● **Task**:
Reproduce the entries below line for line without any changes, leaving out the pictures.

● **Data for the task**:
— BEGIN —

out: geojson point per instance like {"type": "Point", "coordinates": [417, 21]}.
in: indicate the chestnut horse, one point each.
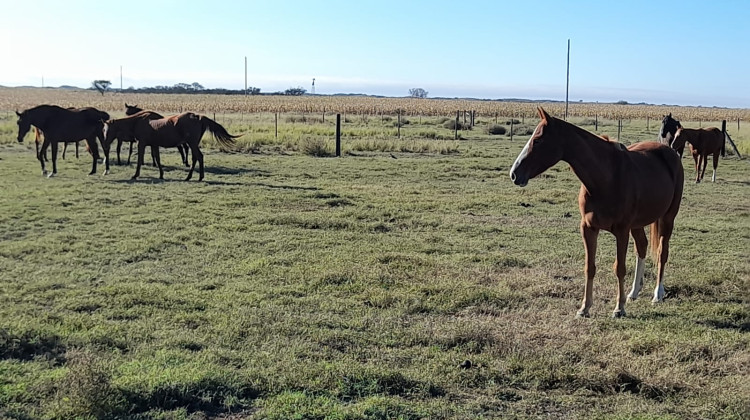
{"type": "Point", "coordinates": [703, 142]}
{"type": "Point", "coordinates": [63, 125]}
{"type": "Point", "coordinates": [622, 191]}
{"type": "Point", "coordinates": [134, 109]}
{"type": "Point", "coordinates": [186, 128]}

— END —

● **Output of the exercise**:
out: geojson point per instance like {"type": "Point", "coordinates": [417, 21]}.
in: indicate the chestnut horse, one point each.
{"type": "Point", "coordinates": [703, 142]}
{"type": "Point", "coordinates": [63, 125]}
{"type": "Point", "coordinates": [622, 191]}
{"type": "Point", "coordinates": [134, 109]}
{"type": "Point", "coordinates": [186, 128]}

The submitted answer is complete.